Top of Material provided

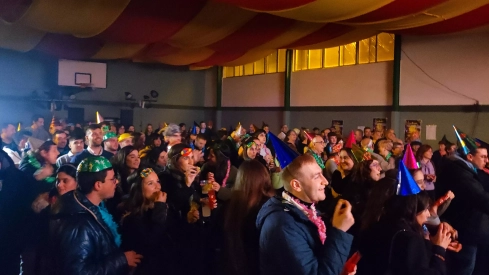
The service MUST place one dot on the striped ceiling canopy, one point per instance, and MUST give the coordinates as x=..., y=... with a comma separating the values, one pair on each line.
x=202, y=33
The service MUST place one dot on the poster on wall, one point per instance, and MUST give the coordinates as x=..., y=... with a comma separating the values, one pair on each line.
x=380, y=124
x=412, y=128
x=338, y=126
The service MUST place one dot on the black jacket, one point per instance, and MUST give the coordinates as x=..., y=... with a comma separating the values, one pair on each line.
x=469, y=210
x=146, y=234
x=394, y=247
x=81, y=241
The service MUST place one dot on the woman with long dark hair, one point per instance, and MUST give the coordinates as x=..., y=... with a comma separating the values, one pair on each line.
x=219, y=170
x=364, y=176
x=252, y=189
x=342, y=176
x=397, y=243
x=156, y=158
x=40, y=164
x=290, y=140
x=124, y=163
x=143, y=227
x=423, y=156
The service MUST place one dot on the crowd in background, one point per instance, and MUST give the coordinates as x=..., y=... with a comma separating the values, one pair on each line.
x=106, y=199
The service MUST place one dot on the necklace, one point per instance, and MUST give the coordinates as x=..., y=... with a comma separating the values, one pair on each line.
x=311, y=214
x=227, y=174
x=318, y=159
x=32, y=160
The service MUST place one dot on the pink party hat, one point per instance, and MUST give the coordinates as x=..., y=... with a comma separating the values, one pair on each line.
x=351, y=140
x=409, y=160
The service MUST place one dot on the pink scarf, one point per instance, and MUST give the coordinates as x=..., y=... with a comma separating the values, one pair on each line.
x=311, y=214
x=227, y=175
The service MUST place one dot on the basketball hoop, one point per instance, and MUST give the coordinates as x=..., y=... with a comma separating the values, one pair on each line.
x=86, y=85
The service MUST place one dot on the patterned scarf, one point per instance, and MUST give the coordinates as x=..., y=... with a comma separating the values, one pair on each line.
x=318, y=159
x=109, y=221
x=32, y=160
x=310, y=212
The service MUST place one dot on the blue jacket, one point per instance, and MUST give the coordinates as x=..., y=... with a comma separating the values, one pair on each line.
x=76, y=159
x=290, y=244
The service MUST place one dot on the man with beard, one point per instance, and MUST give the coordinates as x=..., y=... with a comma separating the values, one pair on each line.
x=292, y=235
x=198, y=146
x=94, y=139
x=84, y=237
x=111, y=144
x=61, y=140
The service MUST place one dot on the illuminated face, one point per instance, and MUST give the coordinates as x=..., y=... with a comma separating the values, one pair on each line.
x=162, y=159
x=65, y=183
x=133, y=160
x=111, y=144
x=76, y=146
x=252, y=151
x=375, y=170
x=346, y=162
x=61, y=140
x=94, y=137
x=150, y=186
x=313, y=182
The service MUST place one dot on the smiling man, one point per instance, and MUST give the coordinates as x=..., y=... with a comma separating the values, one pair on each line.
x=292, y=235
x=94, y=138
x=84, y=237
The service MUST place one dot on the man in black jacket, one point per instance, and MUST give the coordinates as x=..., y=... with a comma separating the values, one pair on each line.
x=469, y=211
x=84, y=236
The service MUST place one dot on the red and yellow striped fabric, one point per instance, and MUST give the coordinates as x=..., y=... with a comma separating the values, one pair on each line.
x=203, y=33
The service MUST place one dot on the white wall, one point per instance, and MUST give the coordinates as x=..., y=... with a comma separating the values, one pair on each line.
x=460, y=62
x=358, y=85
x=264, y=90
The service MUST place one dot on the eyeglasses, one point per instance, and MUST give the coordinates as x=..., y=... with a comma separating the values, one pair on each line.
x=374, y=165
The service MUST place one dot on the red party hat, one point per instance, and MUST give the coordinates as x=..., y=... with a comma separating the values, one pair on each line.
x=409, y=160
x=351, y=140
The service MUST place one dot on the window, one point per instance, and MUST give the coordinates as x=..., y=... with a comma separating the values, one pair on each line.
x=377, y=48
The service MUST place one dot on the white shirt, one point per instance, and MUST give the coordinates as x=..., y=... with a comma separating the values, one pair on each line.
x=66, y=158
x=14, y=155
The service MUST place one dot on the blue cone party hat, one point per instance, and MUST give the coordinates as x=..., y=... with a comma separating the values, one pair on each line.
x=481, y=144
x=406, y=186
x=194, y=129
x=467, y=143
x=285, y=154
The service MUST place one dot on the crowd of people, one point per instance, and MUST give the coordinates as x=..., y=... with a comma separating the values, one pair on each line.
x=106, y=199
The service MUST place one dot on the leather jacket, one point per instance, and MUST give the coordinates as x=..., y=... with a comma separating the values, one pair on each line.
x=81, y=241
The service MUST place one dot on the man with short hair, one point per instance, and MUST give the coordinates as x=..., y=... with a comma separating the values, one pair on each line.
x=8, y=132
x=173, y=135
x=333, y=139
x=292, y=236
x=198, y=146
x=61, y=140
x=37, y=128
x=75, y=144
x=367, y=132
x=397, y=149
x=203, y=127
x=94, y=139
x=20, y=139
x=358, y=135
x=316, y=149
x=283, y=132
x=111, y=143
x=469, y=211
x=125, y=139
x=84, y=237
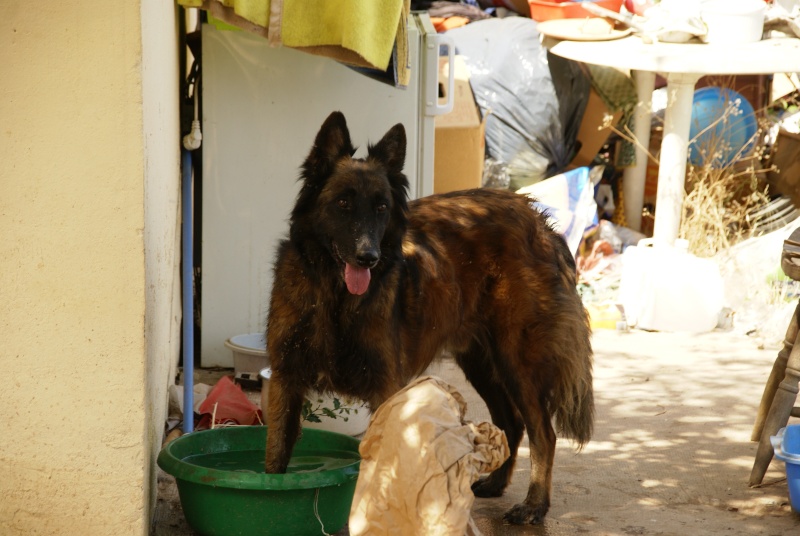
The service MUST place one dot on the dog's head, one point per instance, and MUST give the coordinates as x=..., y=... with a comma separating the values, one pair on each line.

Bottom of Material provided

◆ **Requirement**: Write out the data again word for word, minus any images.

◆ **Result**:
The service MUST place one dot on the striped ceiling canopy, one point per instance, and MUST give the coordinates as x=..., y=... with a comma separating the values, one pair on each line.
x=202, y=33
The service MUST place one dot on the poster on wall, one point per instance, and MUST give the coordinates as x=..., y=... with a comma separating the values, one pair on each line.
x=380, y=124
x=412, y=128
x=338, y=126
The service MUST place one dot on the black jacket, one point per instance, and MUST give the coordinates as x=..., y=... with a comma separating the values, one pair on each line.
x=469, y=210
x=146, y=234
x=394, y=247
x=81, y=241
The service MUST place one dot on the woman with long dark hair, one point per instance, and MUST give the coordinates as x=..., y=... with a comma separating the values, one pair on each line.
x=219, y=170
x=364, y=176
x=252, y=189
x=342, y=176
x=397, y=243
x=156, y=158
x=40, y=164
x=290, y=140
x=124, y=163
x=143, y=227
x=423, y=156
The service MUST place one dot on the crowd in background, one point per instance, and MUST give the coordinates as x=..., y=... with a comma separating the values, one pair on each line.
x=106, y=199
The service MUST place one dot on the necklace, one point per instance, and MUST give the coordinates as x=..., y=... with a comma separating the values, one pair on each line.
x=311, y=214
x=227, y=174
x=318, y=159
x=32, y=160
The service MUST place one dot on the pink party hat, one point per instance, and MUST give the coordinates as x=..., y=... with a comma separating the values, one pair on each line.
x=351, y=140
x=409, y=160
The service MUST place one dot on the pink scarf, one point per instance, and MUST give the coordinates as x=..., y=... with a comma separating the values, one pair on each line.
x=311, y=214
x=227, y=175
The service MUST place one dot on the basketball hoop, one point per instance, and MUST give the coordinates as x=..., y=... with a comma separating the values, one pair on each line.
x=86, y=85
The service MUST place one dot on the patterned scarf, one point per instance, and MUST give the coordinates as x=..., y=... with a comma separating the values, one pair on each line.
x=318, y=159
x=109, y=221
x=32, y=160
x=310, y=212
The service MUST place one dot on the blue jacket, one point per instance, and MUST give the coordinates as x=..., y=... with a comma separating the values, one pair on each line.
x=76, y=159
x=290, y=244
The service MUST place one dot on the man with beard, one point per instance, and MUST give the coordinates as x=..., y=... with a comma separating the values, one pair on each line.
x=292, y=235
x=198, y=146
x=94, y=139
x=84, y=237
x=111, y=144
x=61, y=140
The service MUST place one dot on the illuminated face, one point per instance, and MUST give the coordinates as x=..., y=... with a comma separating the values, one pair on each line.
x=162, y=159
x=65, y=183
x=133, y=160
x=111, y=144
x=76, y=146
x=252, y=151
x=375, y=170
x=346, y=162
x=61, y=140
x=94, y=137
x=150, y=186
x=313, y=182
The service MUST place one dot on the smiling man, one point per instance, and MUST give the coordinates as x=..., y=... with a comma separating the values, one pair on each line.
x=292, y=235
x=94, y=138
x=84, y=237
The service MUST place one dot on the man in black jacket, one point per instance, and MUST give the coordinates as x=..., y=... with a comma separating the values, one pair on each line.
x=469, y=211
x=84, y=236
The service MUST place one dot on the red and yellow striped fabric, one point per instance, and MUST give the coordinates as x=..., y=... with a comma separating the values, one pair on each line.
x=203, y=33
The service MUST place one dot on the white wall, one point per instance, and MUST give the coordinates as x=..., y=... with a comma separating the values, one pair on each line.
x=460, y=62
x=358, y=85
x=264, y=90
The service MUST place one dot on the eyeglasses, one point per instance, and MUST give the coordinates as x=..., y=... with a comma separating the values, one pair on each line.
x=374, y=165
The service MUST place one dot on the red party hat, one point per instance, and MUST give the coordinates as x=..., y=... with a comma separating the values, one pair on each line.
x=409, y=160
x=351, y=140
The service MUST place one dot on the window, one point per instance, and MUST give the coordinates as x=..., y=... with a comma separating the values, one pair on each line.
x=377, y=48
The service MUST place one dot on the white shirt, one point per instance, and MUST give the coordinates as x=..., y=... with a comma separating the values, one pair on each line.
x=66, y=158
x=14, y=155
The service MUST place one dot on the blue cone party hat, one point per instance, and MUST give the coordinates as x=..., y=... with a comma separating the values, one pair on each line.
x=481, y=144
x=406, y=186
x=194, y=129
x=467, y=143
x=285, y=154
The service MUST place one dot on the crowd of people, one point per instance, and MUST give the coordinates as x=..., y=... with a comma separating the values, one pair on each line.
x=106, y=199
The service MUST place one dot on the leather jacket, one point per instance, and MUST give the coordinates as x=..., y=... with a comma separating the values, one pair on each line.
x=81, y=241
The service MUST place one dot on the man with short hair, one point per instance, and MUST give the coordinates as x=..., y=... with a comma separating the values, one pair on each line.
x=8, y=132
x=173, y=135
x=333, y=139
x=292, y=236
x=198, y=146
x=61, y=140
x=37, y=128
x=75, y=144
x=367, y=132
x=397, y=149
x=203, y=127
x=94, y=139
x=20, y=139
x=358, y=135
x=316, y=149
x=283, y=132
x=111, y=143
x=469, y=211
x=125, y=139
x=84, y=237
The service MUST place one dot on the dog's head, one point per instance, and MUST give the coordinates as x=..., y=... with a comma separating the values, one pair on each line.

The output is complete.